* _TASK MATERIAL_
===============

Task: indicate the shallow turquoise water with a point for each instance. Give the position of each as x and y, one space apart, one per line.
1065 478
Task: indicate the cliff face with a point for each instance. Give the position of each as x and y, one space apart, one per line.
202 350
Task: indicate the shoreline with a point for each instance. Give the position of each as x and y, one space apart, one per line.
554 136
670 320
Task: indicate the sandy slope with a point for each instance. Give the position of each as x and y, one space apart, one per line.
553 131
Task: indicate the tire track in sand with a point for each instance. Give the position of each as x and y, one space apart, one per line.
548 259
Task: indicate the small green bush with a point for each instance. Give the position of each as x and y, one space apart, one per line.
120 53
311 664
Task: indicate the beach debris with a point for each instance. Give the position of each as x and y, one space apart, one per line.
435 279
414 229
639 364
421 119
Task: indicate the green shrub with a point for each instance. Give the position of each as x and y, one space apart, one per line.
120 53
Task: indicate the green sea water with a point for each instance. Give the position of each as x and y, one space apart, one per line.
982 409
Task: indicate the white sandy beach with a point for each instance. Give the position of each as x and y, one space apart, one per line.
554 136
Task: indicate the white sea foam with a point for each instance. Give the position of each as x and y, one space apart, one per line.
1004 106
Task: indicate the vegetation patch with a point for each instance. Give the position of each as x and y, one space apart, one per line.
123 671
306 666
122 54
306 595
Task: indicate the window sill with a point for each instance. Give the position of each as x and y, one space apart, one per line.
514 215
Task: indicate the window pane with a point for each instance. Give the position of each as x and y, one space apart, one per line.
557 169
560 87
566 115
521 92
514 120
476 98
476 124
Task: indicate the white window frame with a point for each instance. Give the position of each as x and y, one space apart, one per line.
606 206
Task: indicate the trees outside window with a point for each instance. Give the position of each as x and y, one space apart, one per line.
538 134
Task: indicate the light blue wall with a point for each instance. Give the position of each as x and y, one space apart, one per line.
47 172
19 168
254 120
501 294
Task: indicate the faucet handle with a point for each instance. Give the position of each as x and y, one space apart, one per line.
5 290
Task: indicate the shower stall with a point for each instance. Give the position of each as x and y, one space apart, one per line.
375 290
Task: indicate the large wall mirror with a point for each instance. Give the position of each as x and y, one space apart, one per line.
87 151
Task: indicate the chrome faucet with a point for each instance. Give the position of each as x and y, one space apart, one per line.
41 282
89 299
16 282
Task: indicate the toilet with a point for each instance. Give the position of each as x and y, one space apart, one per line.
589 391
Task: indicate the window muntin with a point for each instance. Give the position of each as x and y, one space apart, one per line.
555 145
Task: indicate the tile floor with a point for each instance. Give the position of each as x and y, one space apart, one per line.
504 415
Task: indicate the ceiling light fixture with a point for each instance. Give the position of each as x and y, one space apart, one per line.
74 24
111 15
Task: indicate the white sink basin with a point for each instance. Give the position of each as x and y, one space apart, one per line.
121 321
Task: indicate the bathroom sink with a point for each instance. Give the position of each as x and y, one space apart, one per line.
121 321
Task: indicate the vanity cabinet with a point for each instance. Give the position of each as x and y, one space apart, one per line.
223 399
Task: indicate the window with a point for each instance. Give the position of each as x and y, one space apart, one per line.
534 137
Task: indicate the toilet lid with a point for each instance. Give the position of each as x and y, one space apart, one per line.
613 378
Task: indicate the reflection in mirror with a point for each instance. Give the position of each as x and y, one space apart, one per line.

===============

Every line above should be output exactly as it stands.

Task: indicate the shallow turquoise water with a point for each instance. Give the position of each as x and y, one space apart, one per line.
1065 478
Task: indicate the cliff face with a point for each instance. Give the position of each as x and y, one space apart, one per line.
202 350
Task: indicate the shoreline with a point for each instance. Give the position of each as x and y, one space apart, one per line.
554 136
670 320
Task: indicate the sandy slope with a point for each instance. Give the position of each as x and y, one space apart, one per line.
553 131
Task: indicate the tire track in sand with a point for each instance. Give the position of each as x and y, one space apart, one per line.
548 259
Task: indicate the small green bush with a point for each instance. Give the position of each as x and y, one space apart, one per line.
120 53
311 664
Task: indicate the beach debris with a point for each instance. Give the position of each as x and y, one space apart, one per line.
435 279
414 229
639 364
421 119
Task: indicate the green shrub with a point for each instance. Give the position of each as x and y, one space apart, one per line.
120 53
Task: indicate the green sea water with a point for each instance. Give the position of each as x and y, one space apart, one per line.
982 409
Task: indicate the white sandy beach with a point for each instance. Give the position of each as x and y, one space apart, one per line.
554 136
Task: indicate the white sea foam with a point for each instance. Give the position of each as x and y, one space apart, one per line.
1004 106
Task: indicate the vegetation patch with a point for each instance. Give the position of each as x and y, one space apart, one per line.
123 671
306 666
122 54
306 595
Task: indicate the window sill with a point for each instance. Give the position of each as x and y, one space apart, one per line.
514 215
Task: indicate the window pane with a point for each instance. Give the position of each as x and y, one space apart, one per line.
557 169
560 87
566 115
521 92
514 120
476 98
476 124
Task: indicate the white window frame with a point for each instance. Give the position of each as x and y, one space apart, one per line.
606 206
Task: indicate the trees outside window with a point for each instance. Give the position of each as x and y, one space apart, one per line.
538 134
Task: indicate the light blue wall with a point for each instance. Give the position of each as x and y, one space apart, one per line.
47 172
19 168
254 120
501 294
Task: indicate the faucet handle with a point for each instance. Give the position of each as x and y, one space apart, one per line.
5 290
Task: indicate the shower stall with a point for each instance. Give the position of each as x and y, one space apart, one per line.
375 290
Task: indicate the large wall mirror with a point for each instance. Give the position of each as x and y, one space apart, one per line.
87 151
Task: indicate the chrome faucet with a point for each instance. Give the position of each as x and y, one space apart, one per line.
41 282
89 299
16 282
Task: indicate the toilet with a point for each instance. Give the position of each as x and y, one space apart, one per line.
589 391
Task: indicate the window muntin with a point for each instance. Give the position of each as x and y, one space apart, one per line.
555 145
Task: indicate the tile floor with a point for each instance. Give the position of each as x and y, one space apart, one per line.
504 415
Task: indicate the ceiling light fixture with a point for each instance. Give the position of each as x and y, one space apart, one per line.
74 24
111 15
Task: indicate the white sink basin with a point for each instance. Give the position of each as x and y, one space apart, one per line.
121 321
Task: indicate the bathroom sink with a point for each instance. Give the position of each as x and y, one space apart, one per line.
121 321
Task: indicate the vanity cabinet with a point for each instance. Give the position of each as x and y, one space apart, one per line.
223 399
Task: indicate the window with a point for each instance. Give the position of each as x and y, one space apart, one per line.
534 137
Task: indicate the toilet lid with a point for each instance. Give the position of each as x and y, one space apart, one per line.
613 378
Task: indicate the reflection in mirror with a point for each instance. Give the position of each as x and y, one space apart, one per line.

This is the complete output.